PASSAGE FOURNI ▸
À la même époque, il publie une romance, musique de A. Brocard, sous ce titre : N’aimez jamais !

Ses succès littéraires aguichent son ami Lautour-Mézeray. Par malheur, la copie de Lautour ne passe nulle part.

— Il n’y a qu’un moyen, c’est de fonder nous mêmes un journal, dit Émile.

Lequel ? Si l’on en faisait un en prélevant les meilleurs articles de tous les autres ? Lautour propose de l’appeler la Lanterne magique.

— Non, nous n’aurions pour abonnés que des enfants.

Et il adopte : le Voleur. Henry Monnier dessine la vignette ; pour le remercier, les deux associés l’invitent à déjeuner huit jours plus tard. Mais pour imprimer le journal, il faut de l’argent. Émile emprunte cinq cents francs. Au lieu de payer l’imprimeur, il place le tout en annonces. Quand Henry Monnier se rend au déjeuner convenu, la poste a déjà apporté une dizaine de mille francs aux fondateurs du Voleur. Le premier numéro paraît le 5 avril 1828. Six mois plus tard, il tire à deux mille cinq cents exemplaires, et rapporte net cinquante mille francs[2].

DONNÉES RECUEILLIES ▸

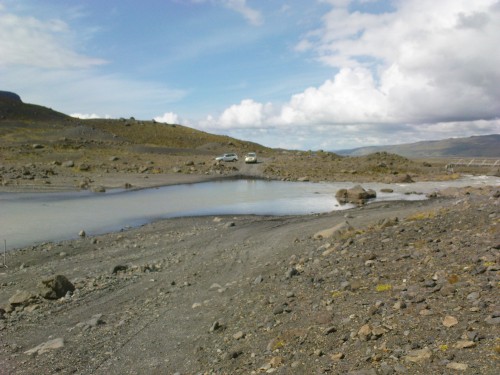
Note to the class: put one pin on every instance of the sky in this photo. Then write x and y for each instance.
(296, 74)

LA CONSIGNE ▸ Reproduisez mot pour mot l'intégralité du passage sur la fondation du journal le Voleur.

RÉSULTAT DE LA TÂCHE ▸
À la même époque, il publie une romance, musique de A. Brocard, sous ce titre : N’aimez jamais !

Ses succès littéraires aguichent son ami Lautour-Mézeray. Par malheur, la copie de Lautour ne passe nulle part.

— Il n’y a qu’un moyen, c’est de fonder nous mêmes un journal, dit Émile.

Lequel ? Si l’on en faisait un en prélevant les meilleurs articles de tous les autres ? Lautour propose de l’appeler la Lanterne magique.

— Non, nous n’aurions pour abonnés que des enfants.

Et il adopte : le Voleur. Henry Monnier dessine la vignette ; pour le remercier, les deux associés l’invitent à déjeuner huit jours plus tard. Mais pour imprimer le journal, il faut de l’argent. Émile emprunte cinq cents francs. Au lieu de payer l’imprimeur, il place le tout en annonces. Quand Henry Monnier se rend au déjeuner convenu, la poste a déjà apporté une dizaine de mille francs aux fondateurs du Voleur. Le premier numéro paraît le 5 avril 1828. Six mois plus tard, il tire à deux mille cinq cents exemplaires, et rapporte net cinquante mille francs[2].